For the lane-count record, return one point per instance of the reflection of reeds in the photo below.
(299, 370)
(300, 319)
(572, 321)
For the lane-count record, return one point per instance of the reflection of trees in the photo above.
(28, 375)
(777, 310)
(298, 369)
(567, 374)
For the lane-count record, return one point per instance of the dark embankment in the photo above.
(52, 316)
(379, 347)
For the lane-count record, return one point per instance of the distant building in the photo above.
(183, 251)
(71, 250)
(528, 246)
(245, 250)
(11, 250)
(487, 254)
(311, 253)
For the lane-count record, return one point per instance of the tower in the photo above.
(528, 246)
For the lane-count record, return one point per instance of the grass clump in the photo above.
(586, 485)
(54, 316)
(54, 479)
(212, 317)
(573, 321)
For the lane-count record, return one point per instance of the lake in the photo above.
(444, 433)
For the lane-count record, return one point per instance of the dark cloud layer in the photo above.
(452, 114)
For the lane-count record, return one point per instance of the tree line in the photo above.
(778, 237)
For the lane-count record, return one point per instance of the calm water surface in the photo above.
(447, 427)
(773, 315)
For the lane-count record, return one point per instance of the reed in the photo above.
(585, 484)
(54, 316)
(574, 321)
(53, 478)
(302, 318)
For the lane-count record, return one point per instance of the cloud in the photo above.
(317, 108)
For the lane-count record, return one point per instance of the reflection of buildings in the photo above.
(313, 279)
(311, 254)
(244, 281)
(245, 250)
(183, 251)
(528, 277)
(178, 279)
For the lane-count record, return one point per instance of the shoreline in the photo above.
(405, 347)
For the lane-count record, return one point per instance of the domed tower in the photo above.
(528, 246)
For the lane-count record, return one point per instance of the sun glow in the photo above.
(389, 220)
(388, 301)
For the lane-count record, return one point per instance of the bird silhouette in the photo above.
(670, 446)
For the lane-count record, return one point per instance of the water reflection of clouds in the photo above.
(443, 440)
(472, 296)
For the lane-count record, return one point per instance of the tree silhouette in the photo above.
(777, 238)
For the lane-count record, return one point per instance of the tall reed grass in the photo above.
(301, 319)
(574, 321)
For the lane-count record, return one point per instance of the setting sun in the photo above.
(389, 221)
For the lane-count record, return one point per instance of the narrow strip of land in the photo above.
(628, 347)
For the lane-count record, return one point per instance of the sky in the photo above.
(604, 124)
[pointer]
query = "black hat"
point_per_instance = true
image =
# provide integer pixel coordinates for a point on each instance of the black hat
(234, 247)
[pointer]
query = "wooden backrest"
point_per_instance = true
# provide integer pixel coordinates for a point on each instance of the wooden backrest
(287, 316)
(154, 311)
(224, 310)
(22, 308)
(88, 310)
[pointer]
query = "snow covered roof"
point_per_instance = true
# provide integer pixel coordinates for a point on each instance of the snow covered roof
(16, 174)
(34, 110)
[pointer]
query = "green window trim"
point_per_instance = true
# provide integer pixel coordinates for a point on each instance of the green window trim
----
Nothing in the data may be left out. Copy all of it exactly.

For the lane-count record, return one point per instance of the reflection of reeds in the photo below.
(299, 370)
(300, 319)
(572, 321)
For the lane-count record, return one point per instance of the reflection of trees in the photo above.
(28, 375)
(777, 310)
(298, 369)
(567, 374)
For the lane-count record, return one point per instance of the dark embankment in the photo above.
(52, 316)
(379, 347)
For the lane-count record, return one point per instance of the distant building in the photo above.
(183, 251)
(71, 250)
(528, 246)
(245, 250)
(11, 250)
(487, 254)
(311, 253)
For the lane-count record, return one point per instance of the tower in the photo above.
(528, 246)
For the lane-count record, return one point per instance of the grass clump in the photo above.
(586, 485)
(54, 316)
(54, 479)
(212, 317)
(573, 321)
For the lane-count record, return one point per instance of the lake in the photo above.
(444, 433)
For the lane-count record, return one point per instance of the dark cloud layer in the photo above.
(452, 114)
For the lane-count record, return one point per instance of the tree line in the photo above.
(778, 237)
For the lane-count record, return one point per instance of the calm water surface in the photo above.
(447, 427)
(773, 315)
For the lane-count record, return one point per instance of the reed in the photo above.
(585, 484)
(54, 316)
(574, 321)
(53, 478)
(302, 318)
For the lane-count record, return one point per instance of the cloud in the photo above.
(317, 108)
For the lane-count record, return one point per instance of the reflection of buildings in the photo above.
(313, 279)
(311, 254)
(244, 281)
(245, 250)
(183, 251)
(528, 277)
(178, 279)
For the lane-count record, return one point per instance of the shoreline in the photo above.
(405, 347)
For the lane-count record, return one point per instance of the domed tower in the photo above.
(528, 246)
For the lane-count record, return one point per instance of the sun glow in the photo above.
(389, 220)
(388, 301)
For the lane-count record, return one point per instance of the bird silhouette in the photo above.
(670, 446)
For the lane-count record, return one point per instance of the water reflection of clouds in the photo above.
(443, 440)
(472, 296)
For the lane-count record, return one point per instance of the tree silhouette in the photo above.
(777, 238)
For the lane-count record, return one point per instance of the tall reed grass in the photo above.
(301, 319)
(574, 321)
For the lane-count record, return one point per instance of the setting sun in the photo above.
(389, 221)
For the lane-count record, return one point per instance of the narrow strip of land in the photo above.
(628, 347)
For the lane-count record, return one point per instance of the sky in the photo above.
(604, 124)
[pointer]
query = "black hat"
point_per_instance = true
image =
# provide integer pixel coordinates for a point on each instance of the black hat
(234, 247)
[pointer]
query = "wooden backrest"
point_per_instance = true
# provide integer pixel coordinates for a point on each instance of the wooden backrest
(287, 316)
(154, 311)
(224, 310)
(22, 308)
(88, 310)
[pointer]
query = "snow covered roof"
point_per_instance = true
# provide integer pixel coordinates for a point on each instance of the snow covered roof
(16, 174)
(34, 110)
[pointer]
query = "green window trim"
point_per_instance = true
# provide integer pixel coordinates for a point on each instance of the green window trim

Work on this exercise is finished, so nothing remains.